* **Source data**

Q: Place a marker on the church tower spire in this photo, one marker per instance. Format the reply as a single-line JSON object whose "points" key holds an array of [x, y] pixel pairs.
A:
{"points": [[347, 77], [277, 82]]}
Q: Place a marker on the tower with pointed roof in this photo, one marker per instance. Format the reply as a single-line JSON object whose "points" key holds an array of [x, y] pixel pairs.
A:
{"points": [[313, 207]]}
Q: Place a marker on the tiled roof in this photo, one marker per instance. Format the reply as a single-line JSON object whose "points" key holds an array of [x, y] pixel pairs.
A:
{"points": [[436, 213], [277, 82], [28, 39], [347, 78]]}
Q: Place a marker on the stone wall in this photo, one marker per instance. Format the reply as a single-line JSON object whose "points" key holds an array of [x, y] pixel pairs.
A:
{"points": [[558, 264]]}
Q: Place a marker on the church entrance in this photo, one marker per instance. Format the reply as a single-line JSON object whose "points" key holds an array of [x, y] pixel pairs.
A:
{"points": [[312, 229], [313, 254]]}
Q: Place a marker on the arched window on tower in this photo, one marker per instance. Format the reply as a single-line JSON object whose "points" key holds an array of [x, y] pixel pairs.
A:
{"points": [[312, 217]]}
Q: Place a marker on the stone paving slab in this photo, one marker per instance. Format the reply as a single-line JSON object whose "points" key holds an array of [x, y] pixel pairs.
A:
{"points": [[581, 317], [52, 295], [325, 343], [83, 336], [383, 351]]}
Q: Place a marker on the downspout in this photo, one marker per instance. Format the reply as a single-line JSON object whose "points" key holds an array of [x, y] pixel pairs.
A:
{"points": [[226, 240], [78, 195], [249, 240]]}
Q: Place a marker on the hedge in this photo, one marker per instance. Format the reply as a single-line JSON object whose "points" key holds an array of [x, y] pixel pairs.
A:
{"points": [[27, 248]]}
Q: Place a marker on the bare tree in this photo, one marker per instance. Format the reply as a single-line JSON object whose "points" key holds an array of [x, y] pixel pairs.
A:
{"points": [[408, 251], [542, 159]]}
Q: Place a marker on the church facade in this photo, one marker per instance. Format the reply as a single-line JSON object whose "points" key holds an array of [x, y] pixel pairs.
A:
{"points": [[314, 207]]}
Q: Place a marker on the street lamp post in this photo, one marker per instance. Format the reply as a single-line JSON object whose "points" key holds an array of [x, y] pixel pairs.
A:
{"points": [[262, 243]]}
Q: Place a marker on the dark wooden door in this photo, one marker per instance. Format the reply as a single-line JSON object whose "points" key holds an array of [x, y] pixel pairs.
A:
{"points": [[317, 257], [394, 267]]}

* **Description of the task**
Render every line of the records above as a Markdown table with two columns, Row for the consecutive row number and Text for the line itself. Omit any blank lines.

* **Reply to the exercise**
| Row | Text |
|---|---|
| 1 | Q: Place a marker on the church tower spire in this photo, one marker per instance. Format the reply as a single-line JSON object whose "points" key holds an array of [x, y] pixel pairs. |
| 2 | A: |
| 3 | {"points": [[347, 77], [277, 82]]} |
| 4 | Q: Place a marker on the tower with pointed roof in this photo, one marker per instance. Format the reply as a single-line JSON object whose "points" key holds an array of [x, y] pixel pairs. |
| 5 | A: |
| 6 | {"points": [[313, 207]]} |
| 7 | Q: Place a marker on the tiled roof in this photo, one marker per instance. Format the reply as a single-line JSON object whose "points" key holds an array of [x, y] pixel pairs. |
| 8 | A: |
| 9 | {"points": [[436, 213], [277, 82], [28, 39], [347, 78]]} |
| 10 | Q: Place a marker on the stone wall in this photo, one marker per instance. Format the reply as a single-line JSON object whose "points" key holds an array of [x, y] pixel pairs. |
| 11 | A: |
| 12 | {"points": [[558, 264]]} |
| 13 | Q: Place a marker on the church entrance in this photo, one marker per instance. Format the reply as a single-line JSON object whose "points" key holds an array of [x, y] pixel pairs. |
| 14 | A: |
| 15 | {"points": [[312, 229], [313, 254]]} |
| 16 | Q: Place a marker on the arched window on tower in this photo, one marker per instance. Format the reply as a single-line JSON object whose "points" key holds an array of [x, y] pixel pairs. |
| 17 | A: |
| 18 | {"points": [[312, 217]]} |
| 19 | Q: Place a marker on the stone paving slab in this photo, one marker per instance. Format the reply as a single-line JSON object whose "points" key holds an array of [x, y] pixel pairs. |
| 20 | A: |
| 21 | {"points": [[581, 317], [52, 295], [325, 343], [83, 336], [383, 351]]} |
| 22 | Q: Place a marker on the downspout in this photo, one marker per instance. Format the reply as a single-line JSON object whose "points" key holds an array of [x, y] pixel pairs. |
| 23 | A: |
| 24 | {"points": [[226, 240], [78, 195], [249, 240]]} |
| 25 | Q: Place a marker on the hedge in this photo, one marker per instance. Format the reply as a single-line JSON object whose "points" key holds an array of [x, y] pixel pairs. |
| 26 | A: |
| 27 | {"points": [[27, 248]]} |
| 28 | Q: Place a marker on the bare tree in this photo, one marker per instance. Format the reply as a single-line JSON object whose "points" key holds an array of [x, y] pixel pairs. |
| 29 | A: |
| 30 | {"points": [[408, 251], [542, 159]]} |
| 31 | Q: Place a marker on the church facade in this photo, one marker per instance. Format the reply as a single-line JSON object whose "points" key holds an array of [x, y] pixel pairs. |
| 32 | A: |
| 33 | {"points": [[314, 207]]} |
| 34 | Q: Place a marker on the street lamp post in this photo, one marker per instance. Format the reply as a single-line JSON object whose "points" key holds an array of [x, y] pixel pairs. |
| 35 | A: |
| 36 | {"points": [[262, 243]]} |
| 37 | Q: Place a marker on the dark wooden door in this photo, one marker per instance. Format the reply as a single-line JSON object whose "points" key holds an array of [x, y] pixel pairs. |
| 38 | A: |
| 39 | {"points": [[317, 257], [394, 267]]} |